▶ [Directions for this task]: Find each line in the data below that contains the string "flowering" and copy those lines out in full.

▶ [Records shown]:
[Start]
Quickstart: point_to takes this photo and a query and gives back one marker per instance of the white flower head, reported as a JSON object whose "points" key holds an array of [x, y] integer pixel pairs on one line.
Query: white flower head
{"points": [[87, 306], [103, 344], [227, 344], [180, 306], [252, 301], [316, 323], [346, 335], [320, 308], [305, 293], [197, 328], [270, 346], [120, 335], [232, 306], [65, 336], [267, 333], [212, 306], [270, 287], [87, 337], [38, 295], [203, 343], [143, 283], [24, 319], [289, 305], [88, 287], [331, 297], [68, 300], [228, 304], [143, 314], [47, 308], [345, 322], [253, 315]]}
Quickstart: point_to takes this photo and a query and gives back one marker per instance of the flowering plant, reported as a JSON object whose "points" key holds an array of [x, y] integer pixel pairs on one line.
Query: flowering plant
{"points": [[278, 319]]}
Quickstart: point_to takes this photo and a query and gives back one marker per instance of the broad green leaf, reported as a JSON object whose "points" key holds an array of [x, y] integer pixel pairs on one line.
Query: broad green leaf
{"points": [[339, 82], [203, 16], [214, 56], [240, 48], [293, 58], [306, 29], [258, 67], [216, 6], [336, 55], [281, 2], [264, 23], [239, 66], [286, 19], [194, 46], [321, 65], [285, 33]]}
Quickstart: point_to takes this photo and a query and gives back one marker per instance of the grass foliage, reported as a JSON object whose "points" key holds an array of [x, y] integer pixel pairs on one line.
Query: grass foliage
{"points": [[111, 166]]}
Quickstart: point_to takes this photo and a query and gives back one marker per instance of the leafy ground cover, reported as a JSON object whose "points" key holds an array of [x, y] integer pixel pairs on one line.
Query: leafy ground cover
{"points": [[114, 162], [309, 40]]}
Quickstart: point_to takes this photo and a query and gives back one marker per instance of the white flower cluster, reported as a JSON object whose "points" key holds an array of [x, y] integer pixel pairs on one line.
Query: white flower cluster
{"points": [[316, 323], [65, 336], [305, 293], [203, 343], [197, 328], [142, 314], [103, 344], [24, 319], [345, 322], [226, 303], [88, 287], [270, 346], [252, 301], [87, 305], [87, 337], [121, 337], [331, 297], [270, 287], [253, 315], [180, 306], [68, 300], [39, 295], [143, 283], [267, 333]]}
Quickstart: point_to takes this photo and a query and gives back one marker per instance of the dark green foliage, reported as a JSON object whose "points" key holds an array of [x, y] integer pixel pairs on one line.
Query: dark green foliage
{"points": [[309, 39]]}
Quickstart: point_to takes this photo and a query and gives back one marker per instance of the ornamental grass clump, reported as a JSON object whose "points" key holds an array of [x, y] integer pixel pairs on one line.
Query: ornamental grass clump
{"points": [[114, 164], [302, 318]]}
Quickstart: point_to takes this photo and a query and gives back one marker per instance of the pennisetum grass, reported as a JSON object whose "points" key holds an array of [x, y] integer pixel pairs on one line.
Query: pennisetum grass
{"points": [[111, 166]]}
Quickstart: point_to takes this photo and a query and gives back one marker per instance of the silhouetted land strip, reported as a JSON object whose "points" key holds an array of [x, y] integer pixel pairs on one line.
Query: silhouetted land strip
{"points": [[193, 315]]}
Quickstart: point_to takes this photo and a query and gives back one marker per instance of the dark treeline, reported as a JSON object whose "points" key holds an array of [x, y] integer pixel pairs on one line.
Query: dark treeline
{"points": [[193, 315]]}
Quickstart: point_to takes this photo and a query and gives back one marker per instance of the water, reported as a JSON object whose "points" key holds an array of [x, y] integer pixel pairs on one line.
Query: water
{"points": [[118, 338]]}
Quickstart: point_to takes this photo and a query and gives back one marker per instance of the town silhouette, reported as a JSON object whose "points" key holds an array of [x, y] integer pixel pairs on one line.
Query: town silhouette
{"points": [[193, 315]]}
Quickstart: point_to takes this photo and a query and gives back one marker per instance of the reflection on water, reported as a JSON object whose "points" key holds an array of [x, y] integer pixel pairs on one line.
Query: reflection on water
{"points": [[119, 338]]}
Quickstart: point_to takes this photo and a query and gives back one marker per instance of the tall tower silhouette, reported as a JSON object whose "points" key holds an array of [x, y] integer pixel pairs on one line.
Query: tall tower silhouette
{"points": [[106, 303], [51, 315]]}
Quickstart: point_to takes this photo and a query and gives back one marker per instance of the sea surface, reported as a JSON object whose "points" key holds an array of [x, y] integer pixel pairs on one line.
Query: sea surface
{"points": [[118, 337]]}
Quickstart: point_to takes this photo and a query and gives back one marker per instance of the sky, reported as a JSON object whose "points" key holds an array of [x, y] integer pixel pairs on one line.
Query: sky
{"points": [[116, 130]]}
[End]
[Start]
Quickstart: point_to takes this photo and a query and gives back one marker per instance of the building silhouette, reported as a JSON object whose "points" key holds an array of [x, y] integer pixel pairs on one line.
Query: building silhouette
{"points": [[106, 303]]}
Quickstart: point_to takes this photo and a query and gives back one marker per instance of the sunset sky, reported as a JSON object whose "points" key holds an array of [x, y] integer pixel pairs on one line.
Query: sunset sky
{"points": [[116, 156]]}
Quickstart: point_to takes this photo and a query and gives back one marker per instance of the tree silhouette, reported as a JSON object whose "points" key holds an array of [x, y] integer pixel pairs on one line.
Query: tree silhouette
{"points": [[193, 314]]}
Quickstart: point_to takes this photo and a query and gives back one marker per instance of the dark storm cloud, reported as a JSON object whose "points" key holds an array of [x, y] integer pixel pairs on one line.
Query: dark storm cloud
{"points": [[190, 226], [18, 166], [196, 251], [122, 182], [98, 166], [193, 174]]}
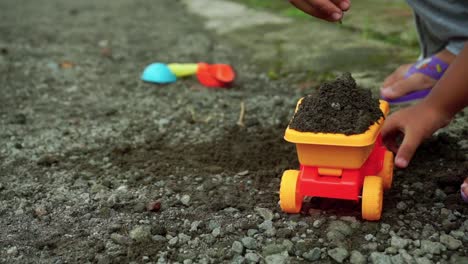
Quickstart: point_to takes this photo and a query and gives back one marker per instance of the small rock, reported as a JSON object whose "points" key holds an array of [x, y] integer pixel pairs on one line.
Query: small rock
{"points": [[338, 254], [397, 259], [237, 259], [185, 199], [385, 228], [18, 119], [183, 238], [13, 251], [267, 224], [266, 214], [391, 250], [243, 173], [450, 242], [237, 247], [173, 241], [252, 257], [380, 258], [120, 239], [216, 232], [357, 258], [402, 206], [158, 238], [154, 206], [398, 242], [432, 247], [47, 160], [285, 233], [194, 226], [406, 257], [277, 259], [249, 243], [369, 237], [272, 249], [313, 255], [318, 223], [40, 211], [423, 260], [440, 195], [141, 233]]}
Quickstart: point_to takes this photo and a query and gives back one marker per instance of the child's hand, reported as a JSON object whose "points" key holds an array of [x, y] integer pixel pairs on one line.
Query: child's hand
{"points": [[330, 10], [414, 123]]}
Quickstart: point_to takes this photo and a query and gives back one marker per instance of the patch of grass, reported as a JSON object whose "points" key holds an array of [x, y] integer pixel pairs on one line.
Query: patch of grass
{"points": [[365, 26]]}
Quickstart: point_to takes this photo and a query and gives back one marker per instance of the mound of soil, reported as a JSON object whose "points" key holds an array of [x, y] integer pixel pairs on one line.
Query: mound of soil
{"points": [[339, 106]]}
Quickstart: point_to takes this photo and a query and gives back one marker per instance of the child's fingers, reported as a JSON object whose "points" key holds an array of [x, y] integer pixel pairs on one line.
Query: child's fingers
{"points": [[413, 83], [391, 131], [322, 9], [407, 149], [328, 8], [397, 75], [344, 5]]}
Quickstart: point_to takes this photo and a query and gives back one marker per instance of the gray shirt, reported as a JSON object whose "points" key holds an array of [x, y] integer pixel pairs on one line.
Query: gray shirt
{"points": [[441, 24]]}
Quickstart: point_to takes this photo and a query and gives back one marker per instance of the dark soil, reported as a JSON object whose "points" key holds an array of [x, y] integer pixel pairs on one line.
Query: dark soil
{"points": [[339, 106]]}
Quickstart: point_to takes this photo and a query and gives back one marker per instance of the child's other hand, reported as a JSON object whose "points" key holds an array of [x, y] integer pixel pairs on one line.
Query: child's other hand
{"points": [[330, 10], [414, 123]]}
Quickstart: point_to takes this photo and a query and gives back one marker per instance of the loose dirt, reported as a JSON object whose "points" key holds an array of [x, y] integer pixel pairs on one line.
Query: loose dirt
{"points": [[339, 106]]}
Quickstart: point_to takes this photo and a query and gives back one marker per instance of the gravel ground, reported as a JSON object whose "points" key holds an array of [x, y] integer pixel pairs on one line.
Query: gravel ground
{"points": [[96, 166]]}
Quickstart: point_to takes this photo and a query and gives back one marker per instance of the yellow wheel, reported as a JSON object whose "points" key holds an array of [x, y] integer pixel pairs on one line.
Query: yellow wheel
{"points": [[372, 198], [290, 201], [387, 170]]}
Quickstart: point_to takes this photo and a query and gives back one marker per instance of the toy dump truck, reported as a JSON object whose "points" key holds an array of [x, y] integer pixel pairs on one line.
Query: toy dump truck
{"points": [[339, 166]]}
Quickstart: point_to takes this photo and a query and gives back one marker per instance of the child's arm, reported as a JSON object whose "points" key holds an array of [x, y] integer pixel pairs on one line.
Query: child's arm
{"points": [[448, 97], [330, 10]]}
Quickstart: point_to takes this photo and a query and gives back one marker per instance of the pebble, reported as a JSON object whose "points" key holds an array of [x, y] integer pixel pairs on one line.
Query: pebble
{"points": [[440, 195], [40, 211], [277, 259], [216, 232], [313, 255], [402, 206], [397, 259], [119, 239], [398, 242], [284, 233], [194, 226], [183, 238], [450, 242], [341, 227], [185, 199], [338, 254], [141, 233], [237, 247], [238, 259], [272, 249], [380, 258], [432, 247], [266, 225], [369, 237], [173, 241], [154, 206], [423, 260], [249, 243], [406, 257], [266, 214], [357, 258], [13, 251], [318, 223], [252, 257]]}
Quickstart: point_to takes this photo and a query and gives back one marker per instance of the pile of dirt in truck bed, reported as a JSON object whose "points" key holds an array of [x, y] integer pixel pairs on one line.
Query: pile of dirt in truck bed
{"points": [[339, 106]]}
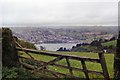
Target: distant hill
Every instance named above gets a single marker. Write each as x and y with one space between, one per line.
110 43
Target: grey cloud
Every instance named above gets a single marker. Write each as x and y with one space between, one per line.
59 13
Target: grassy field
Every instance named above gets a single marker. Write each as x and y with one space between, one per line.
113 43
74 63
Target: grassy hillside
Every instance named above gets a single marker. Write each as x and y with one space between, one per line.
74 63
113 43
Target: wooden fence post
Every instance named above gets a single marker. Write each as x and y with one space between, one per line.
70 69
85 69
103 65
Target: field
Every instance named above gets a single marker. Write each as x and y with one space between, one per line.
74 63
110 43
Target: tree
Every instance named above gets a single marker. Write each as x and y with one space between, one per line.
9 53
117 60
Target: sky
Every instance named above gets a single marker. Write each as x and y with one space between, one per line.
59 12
[End]
[Start]
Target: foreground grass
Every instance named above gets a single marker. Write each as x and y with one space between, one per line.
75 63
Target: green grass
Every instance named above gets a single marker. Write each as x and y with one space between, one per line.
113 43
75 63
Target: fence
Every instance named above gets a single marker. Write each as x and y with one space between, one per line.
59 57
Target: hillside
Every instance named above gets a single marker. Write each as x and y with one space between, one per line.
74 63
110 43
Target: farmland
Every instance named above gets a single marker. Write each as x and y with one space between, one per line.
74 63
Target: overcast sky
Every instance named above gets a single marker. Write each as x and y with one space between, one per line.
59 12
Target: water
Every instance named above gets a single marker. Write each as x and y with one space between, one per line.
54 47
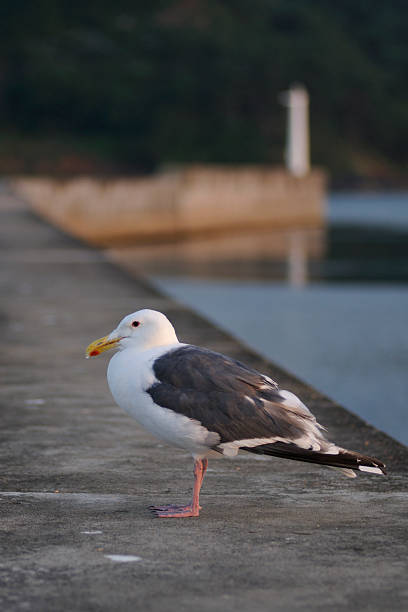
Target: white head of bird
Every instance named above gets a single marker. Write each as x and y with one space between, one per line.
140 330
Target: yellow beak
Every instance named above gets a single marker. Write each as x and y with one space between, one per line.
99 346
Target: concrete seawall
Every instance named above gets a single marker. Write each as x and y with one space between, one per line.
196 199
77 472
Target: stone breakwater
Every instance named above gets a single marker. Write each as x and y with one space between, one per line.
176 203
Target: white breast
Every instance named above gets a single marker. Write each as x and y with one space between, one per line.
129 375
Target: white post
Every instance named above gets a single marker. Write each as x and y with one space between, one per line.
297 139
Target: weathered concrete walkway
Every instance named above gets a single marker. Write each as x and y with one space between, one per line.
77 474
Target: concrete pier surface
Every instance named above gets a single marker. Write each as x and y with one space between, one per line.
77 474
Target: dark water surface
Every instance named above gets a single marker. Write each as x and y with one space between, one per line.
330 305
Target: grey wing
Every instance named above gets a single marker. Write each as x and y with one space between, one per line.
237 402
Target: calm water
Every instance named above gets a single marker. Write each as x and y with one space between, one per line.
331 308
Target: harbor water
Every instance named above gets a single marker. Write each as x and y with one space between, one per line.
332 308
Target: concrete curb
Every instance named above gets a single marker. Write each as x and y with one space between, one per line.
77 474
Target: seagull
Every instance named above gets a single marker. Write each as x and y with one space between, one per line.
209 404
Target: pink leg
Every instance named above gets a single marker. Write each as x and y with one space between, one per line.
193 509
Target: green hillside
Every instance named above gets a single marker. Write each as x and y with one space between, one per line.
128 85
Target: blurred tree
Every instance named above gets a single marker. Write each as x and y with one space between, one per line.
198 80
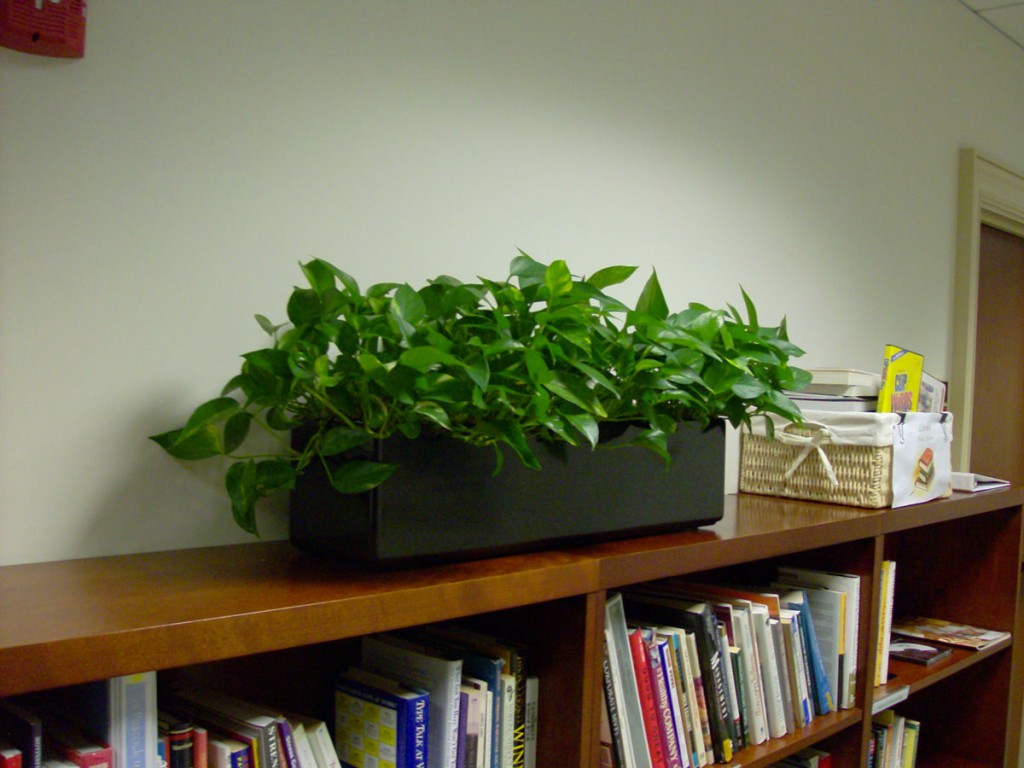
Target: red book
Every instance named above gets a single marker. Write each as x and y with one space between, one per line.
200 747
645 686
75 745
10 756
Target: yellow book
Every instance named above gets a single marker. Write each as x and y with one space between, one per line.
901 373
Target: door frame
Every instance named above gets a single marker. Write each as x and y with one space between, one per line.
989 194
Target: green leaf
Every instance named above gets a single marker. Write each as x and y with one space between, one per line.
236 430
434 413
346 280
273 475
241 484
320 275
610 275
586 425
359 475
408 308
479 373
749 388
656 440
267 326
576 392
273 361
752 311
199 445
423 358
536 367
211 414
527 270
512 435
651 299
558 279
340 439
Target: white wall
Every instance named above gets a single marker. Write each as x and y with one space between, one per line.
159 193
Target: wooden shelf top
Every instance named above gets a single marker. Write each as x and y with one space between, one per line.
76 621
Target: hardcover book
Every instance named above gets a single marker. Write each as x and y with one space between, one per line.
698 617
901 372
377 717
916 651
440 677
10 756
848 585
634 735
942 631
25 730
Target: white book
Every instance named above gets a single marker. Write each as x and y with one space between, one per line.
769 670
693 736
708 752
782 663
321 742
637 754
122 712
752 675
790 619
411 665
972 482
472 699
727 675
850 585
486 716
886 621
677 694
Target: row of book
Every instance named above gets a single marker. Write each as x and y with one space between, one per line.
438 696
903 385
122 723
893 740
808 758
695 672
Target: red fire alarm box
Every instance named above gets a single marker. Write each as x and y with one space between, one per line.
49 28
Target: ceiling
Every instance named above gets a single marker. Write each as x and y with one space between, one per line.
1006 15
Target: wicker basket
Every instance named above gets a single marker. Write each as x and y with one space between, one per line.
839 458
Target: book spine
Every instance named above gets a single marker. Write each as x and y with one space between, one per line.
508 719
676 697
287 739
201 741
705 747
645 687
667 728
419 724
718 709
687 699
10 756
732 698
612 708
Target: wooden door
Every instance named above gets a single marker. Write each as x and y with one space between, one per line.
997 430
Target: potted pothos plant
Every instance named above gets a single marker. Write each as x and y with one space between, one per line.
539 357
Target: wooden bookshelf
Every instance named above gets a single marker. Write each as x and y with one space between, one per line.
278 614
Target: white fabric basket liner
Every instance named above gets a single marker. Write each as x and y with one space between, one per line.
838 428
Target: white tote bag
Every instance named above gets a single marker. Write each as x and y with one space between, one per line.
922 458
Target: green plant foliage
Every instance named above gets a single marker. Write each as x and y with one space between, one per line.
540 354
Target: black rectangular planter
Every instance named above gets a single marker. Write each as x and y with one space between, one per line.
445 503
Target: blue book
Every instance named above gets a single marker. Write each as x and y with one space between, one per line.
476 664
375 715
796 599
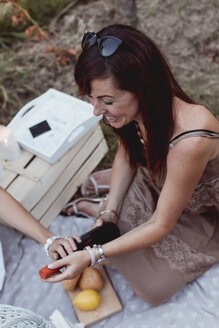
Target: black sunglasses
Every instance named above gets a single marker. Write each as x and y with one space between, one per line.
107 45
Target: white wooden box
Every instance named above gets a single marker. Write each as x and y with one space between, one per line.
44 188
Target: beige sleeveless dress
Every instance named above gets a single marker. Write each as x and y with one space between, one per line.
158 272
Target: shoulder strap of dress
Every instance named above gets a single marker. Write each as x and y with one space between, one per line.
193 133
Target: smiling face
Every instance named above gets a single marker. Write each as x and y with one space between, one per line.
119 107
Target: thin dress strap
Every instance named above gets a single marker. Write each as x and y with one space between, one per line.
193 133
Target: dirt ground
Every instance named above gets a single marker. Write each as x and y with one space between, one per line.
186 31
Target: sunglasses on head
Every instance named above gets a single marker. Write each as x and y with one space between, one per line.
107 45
[End]
▶ [Answer for this exercise]:
Quickstart: point_to takes this photo and a query and gives back one marker per instance of the flowering plant, reported as a JSON object whose "points" key holds an array of [x, y] integer pixel pairs on one line.
Query: flowering plant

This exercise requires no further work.